# START OF Extracted records

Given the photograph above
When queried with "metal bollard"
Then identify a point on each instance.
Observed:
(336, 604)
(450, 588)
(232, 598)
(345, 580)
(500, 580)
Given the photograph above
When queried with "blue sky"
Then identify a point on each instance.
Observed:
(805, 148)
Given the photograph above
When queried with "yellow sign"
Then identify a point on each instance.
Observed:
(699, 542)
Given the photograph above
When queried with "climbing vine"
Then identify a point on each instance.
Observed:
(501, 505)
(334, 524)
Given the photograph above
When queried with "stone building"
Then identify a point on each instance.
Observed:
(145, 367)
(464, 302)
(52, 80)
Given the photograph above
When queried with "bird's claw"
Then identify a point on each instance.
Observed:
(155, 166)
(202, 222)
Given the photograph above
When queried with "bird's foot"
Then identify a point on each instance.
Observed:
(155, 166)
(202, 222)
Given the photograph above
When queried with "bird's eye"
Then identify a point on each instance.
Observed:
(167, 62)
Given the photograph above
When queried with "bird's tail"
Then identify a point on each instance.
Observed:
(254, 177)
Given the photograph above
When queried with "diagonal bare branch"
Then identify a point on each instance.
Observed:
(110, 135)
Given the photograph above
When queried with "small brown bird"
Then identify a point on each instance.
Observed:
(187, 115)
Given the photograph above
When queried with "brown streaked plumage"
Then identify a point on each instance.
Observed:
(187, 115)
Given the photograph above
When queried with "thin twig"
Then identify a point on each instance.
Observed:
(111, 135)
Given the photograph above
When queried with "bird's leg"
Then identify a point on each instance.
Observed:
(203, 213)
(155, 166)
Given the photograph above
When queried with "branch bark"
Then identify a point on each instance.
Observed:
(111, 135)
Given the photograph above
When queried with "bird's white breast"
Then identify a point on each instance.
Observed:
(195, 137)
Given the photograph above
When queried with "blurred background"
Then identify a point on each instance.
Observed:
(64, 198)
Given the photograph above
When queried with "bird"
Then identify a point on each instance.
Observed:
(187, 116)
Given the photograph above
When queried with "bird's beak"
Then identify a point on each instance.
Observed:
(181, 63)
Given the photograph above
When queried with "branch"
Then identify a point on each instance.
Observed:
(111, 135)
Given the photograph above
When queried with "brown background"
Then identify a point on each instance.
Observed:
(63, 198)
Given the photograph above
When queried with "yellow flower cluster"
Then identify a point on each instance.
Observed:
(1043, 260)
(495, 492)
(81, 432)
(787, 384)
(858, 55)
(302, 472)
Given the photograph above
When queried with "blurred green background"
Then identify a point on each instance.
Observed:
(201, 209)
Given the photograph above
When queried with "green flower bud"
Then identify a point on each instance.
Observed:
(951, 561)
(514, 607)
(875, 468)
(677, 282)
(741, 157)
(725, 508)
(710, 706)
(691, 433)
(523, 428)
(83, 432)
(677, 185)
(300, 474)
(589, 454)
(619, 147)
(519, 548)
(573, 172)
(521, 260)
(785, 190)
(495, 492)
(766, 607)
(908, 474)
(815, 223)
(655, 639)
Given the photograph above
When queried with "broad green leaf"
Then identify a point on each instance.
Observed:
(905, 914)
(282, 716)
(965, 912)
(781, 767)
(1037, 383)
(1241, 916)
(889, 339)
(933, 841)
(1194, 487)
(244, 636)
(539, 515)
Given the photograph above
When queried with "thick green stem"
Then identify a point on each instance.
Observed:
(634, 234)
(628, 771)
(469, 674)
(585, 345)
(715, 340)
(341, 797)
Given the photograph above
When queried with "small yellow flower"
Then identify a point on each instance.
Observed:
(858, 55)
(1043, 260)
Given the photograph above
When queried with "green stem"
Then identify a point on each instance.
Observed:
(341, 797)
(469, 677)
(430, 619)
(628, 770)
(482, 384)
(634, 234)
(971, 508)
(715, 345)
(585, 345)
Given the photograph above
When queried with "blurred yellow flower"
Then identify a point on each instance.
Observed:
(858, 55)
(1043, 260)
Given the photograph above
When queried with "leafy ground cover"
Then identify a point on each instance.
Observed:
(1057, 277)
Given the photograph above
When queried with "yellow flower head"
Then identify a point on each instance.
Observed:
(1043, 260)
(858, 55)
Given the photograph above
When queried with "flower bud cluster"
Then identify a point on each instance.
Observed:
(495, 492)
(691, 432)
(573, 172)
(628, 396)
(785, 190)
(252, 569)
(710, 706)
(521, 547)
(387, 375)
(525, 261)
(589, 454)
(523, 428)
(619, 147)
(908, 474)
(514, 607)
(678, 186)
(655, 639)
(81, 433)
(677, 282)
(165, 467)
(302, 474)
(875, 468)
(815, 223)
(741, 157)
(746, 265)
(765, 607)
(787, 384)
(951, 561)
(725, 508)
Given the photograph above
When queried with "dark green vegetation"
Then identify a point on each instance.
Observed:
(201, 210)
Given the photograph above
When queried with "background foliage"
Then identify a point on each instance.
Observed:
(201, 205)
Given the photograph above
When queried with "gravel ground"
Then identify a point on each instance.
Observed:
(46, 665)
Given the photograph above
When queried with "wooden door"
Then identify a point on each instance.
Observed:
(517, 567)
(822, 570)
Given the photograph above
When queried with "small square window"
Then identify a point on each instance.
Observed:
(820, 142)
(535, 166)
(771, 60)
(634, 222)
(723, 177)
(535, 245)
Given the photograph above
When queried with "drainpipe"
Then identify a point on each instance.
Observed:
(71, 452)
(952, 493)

# END OF Extracted records

→ **Given task**: Return the material exactly as it stands.

→ **Result for this exercise**:
Given the photograph above
When queried with "metal bollard"
Then identify a point on each instance.
Observed:
(336, 604)
(450, 588)
(232, 598)
(345, 580)
(500, 580)
Given the photograph above
When queried with "blue sky"
Then identify a point on each instance.
Observed:
(805, 148)
Given the photograph above
When queried with "yellow sign"
Then identify a point on each instance.
Observed:
(699, 542)
Given the photograph above
When queried with "climbing vine"
Then identify a point on each instance.
Observed:
(501, 505)
(334, 524)
Given the photograph above
When queried with "stone building"
Then identify a point on each instance.
Observed:
(145, 367)
(464, 302)
(52, 80)
Given the photograph above
When queried with "bird's claw"
Then identify a point on each instance.
Observed:
(155, 166)
(202, 222)
Given the photograph above
When queried with "bird's foot"
Then identify a point on each instance.
Observed:
(155, 166)
(202, 222)
Given the photograph above
When queried with "bird's eye"
Then identify a point on each instance.
Observed:
(167, 62)
Given the photograph above
When queried with "bird's tail"
Then identify a point on each instance.
Observed:
(254, 177)
Given the photograph above
When queried with "diagonal bare branch"
Then identify a point on each instance.
Observed:
(110, 135)
Given the photograph above
When queried with "small brown bird"
Then identify a point on each instance.
Observed:
(187, 115)
Given the photograph above
When queried with "brown streaked plumage"
Then identify a point on each instance.
Observed:
(187, 115)
Given the photograph above
When queried with "thin twig"
Then identify a point on each instance.
Observed:
(111, 135)
Given the photograph above
When queried with "bird's leg"
Then identify a point on each instance.
Observed:
(203, 213)
(155, 166)
Given the photograph above
When queried with "branch bark"
Then identify a point on each instance.
Observed:
(111, 135)
Given the photograph above
When queried with "bird's white breast"
Then identify a point on each instance.
Observed:
(195, 137)
Given the photograph above
When queried with "blurred background"
Then identify a point on each instance.
Observed:
(64, 198)
Given the photograph above
When queried with "bird"
Then identify a point on each instance.
Observed:
(187, 116)
Given the photograph above
When queried with "bird's beak"
Then identify a point on each instance.
Observed:
(181, 63)
Given the photograph above
When queried with "branch"
Then identify a point on each instance.
Observed:
(111, 135)
Given the photograph above
When queried with "brown background"
Then identify a point on each instance.
Observed:
(63, 198)
Given the photograph above
When queried with "yellow flower cluster"
Then identify a point on each instance.
Observed:
(1043, 260)
(495, 492)
(81, 432)
(787, 384)
(858, 55)
(302, 472)
Given the photograph above
When queried with "blurred green background"
Then identify a point on each instance.
Observed:
(201, 209)
Given the photograph above
When queried with "green flower bud"
Then identify a point on each instance.
Observed:
(951, 561)
(514, 607)
(875, 468)
(677, 282)
(741, 157)
(725, 508)
(710, 706)
(691, 433)
(523, 428)
(83, 432)
(677, 185)
(300, 474)
(589, 454)
(619, 147)
(519, 548)
(573, 172)
(521, 260)
(785, 190)
(495, 492)
(766, 607)
(908, 474)
(815, 223)
(655, 639)
Given the photograph above
When queried with "broad green leaf"
Then identify a point on each instance.
Observed:
(905, 914)
(282, 716)
(965, 912)
(781, 767)
(1037, 383)
(1241, 916)
(889, 339)
(933, 841)
(1194, 487)
(244, 636)
(539, 515)
Given the photograph above
When queried with "thick green stem"
Then identify a point on each instance.
Observed:
(634, 234)
(628, 771)
(469, 674)
(585, 345)
(715, 340)
(341, 797)
Given the photograph above
When queried with "small yellow flower"
Then identify a point on each instance.
Observed:
(858, 55)
(1043, 260)
Given the photograph above
When queried with "green stem"
Then identify a point on each instance.
Observed:
(341, 797)
(469, 677)
(430, 619)
(628, 770)
(482, 384)
(634, 234)
(971, 508)
(715, 345)
(585, 345)
Given the photograph above
When queried with "blurred yellow flower"
Then identify a point on each instance.
Observed:
(858, 55)
(1043, 260)
Given the photograph above
When queried with "leafy ground cover"
Then identify a point on each instance.
Observed:
(1057, 277)
Given the photograph above
When queried with "yellow flower head"
Then identify a point on each instance.
Observed:
(1043, 260)
(858, 55)
Given the photograph above
When queried with "flower bud cluster"
Then identify a point on each instance.
Observed:
(495, 492)
(691, 432)
(573, 172)
(628, 396)
(785, 190)
(252, 569)
(710, 706)
(521, 547)
(387, 375)
(525, 261)
(589, 454)
(523, 428)
(619, 147)
(908, 474)
(514, 607)
(678, 186)
(655, 639)
(81, 433)
(677, 282)
(165, 467)
(302, 474)
(875, 468)
(815, 223)
(741, 157)
(746, 265)
(765, 607)
(787, 384)
(951, 561)
(725, 508)
Given the photograph above
When queried with "dark green vegetation"
Then identify a point on each instance.
Observed:
(201, 210)
Given the photograph above
When queried with "background foliage"
Then identify a point on each instance.
Observed:
(201, 205)
Given the photograph above
When queried with "gravel ground"
Then identify a point on each instance.
Observed:
(46, 665)
Given the photograph above
When queried with "wooden door"
Then identify a point on each instance.
Observed:
(517, 567)
(822, 570)
Given the photograph above
When queried with "small square window"
Then identify a point on each instance.
Observed:
(820, 142)
(535, 166)
(771, 60)
(634, 222)
(723, 177)
(535, 245)
Given the photograph above
When queried with "drainpipe"
Then identify a point on each instance.
Observed:
(71, 452)
(952, 493)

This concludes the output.